++++ INFORMATION SHOWN

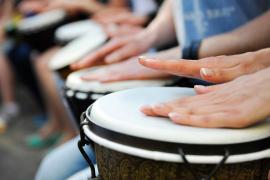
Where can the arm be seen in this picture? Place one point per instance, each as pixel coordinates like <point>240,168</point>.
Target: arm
<point>252,36</point>
<point>160,32</point>
<point>7,10</point>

++++++++

# WHAT IS NEEDED
Update the records above by replacing "arm" with "hand" everywhere and leaving everything else unchanged. Leave the pictures out of your answer.

# ANSWER TO THE PROBLEM
Where can the hand be seen in this picture? Place one point per instance, each as pixel coordinates like <point>240,168</point>.
Target: hand
<point>252,36</point>
<point>160,32</point>
<point>7,10</point>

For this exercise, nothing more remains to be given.